_What is expected:_ Each entry must appear in the answer exactly as written.

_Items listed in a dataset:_
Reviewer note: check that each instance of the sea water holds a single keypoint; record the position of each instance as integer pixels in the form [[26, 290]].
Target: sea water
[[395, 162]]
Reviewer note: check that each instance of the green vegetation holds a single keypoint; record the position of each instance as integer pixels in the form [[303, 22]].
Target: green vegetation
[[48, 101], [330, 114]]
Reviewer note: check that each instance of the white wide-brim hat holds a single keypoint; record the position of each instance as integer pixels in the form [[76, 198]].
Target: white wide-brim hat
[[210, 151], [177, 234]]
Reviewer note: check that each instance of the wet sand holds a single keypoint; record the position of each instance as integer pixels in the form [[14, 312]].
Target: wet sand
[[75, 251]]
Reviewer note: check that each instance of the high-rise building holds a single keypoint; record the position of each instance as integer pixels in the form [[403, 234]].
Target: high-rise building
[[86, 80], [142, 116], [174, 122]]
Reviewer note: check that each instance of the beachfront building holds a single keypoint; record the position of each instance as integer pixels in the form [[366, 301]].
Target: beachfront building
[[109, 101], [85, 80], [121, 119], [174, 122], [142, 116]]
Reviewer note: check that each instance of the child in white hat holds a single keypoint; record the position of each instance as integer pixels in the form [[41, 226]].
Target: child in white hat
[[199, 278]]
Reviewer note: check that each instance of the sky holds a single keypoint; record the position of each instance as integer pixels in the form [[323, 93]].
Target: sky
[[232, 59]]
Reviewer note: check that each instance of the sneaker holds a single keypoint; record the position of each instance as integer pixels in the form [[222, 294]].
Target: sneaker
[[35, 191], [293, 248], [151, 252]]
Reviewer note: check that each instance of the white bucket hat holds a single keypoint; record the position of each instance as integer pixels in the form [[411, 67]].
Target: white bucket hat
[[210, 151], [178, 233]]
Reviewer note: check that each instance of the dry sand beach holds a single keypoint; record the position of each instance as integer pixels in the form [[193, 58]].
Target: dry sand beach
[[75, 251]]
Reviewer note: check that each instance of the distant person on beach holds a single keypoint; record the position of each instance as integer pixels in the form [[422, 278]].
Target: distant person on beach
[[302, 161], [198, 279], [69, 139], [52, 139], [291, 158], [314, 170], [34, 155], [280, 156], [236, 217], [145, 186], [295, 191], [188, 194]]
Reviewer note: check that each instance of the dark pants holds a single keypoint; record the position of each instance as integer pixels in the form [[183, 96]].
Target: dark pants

_Exercise response:_
Reviewer note: check that each instance of the sea water holds a single keypoint; record the position of each instance as integer pixels in the form [[26, 290]].
Target: sea water
[[395, 162]]
Reviewer note: check that each instance of the green vegetation holds a single keypoint; record the position of each instance as integer pixels in the form [[303, 22]].
Target: green vegetation
[[48, 101], [330, 114]]
Reviewer note: check that each instance of the white wide-brim hat holds a single keypoint; record the position of each instance as integer pixels in the form [[76, 198]].
Target: white wide-brim hat
[[210, 151], [177, 234]]
Reviewer note: check that each instance of the wet sand holds a single keypoint; record the position of each instance as integer pixels in the form [[14, 312]].
Target: wet sand
[[75, 251]]
Reviewer note: check that each instance of the high-rise building holds a single keypoint; record the position of each instance as integer pixels in the form [[403, 234]].
Target: high-rise building
[[86, 80], [142, 116], [174, 122]]
Reviewer note: check that each instance of the beachfront building holds a single keypoint; record the position of each instance as integer pixels in the form [[366, 301]].
Target: beachfront building
[[109, 101], [85, 80], [121, 119], [174, 122], [142, 116]]
Reviewer note: check that each instance of the child in white hat holds a single keypoint; record the position of each instance as integer pixels in the form [[41, 226]].
Target: child in white hat
[[199, 278]]
Reviewer note: check that each instance of the sky holds a single keypoint; record the position of each instance as integer pixels in the form [[323, 93]].
Target: sky
[[232, 59]]
Reviewer note: check that each instance of the sneaker holds a single keypoint; record the position of each instance as integer pixels in the form [[222, 294]].
Target: sneaker
[[35, 191], [293, 248], [151, 252]]
Reviewer note: check that each instance of the white bucket hat holds a single keypoint; record the position of each instance as integer pixels in the form [[411, 67]].
Target: white bucket hat
[[210, 151], [178, 233]]
Reviewer note: check that each instance of the dry sand beach holds a single keypoint; record the position of each instance as integer pixels in the form [[193, 58]].
Target: dry sand beach
[[75, 251]]
Reviewer note: check that each instance of the distant person on beach holds a single keypoint; record the position of each instance as integer pixels in the form [[422, 278]].
Target: distant person on beach
[[302, 161], [198, 279], [69, 139], [52, 139], [291, 158], [314, 170], [34, 155], [280, 156], [236, 217], [145, 186], [295, 191], [188, 194]]
Reviewer note: check that each instance of the dark pants holds a single keypoint; record the position of each instance as integer pixels in the form [[183, 96]].
Target: dark pants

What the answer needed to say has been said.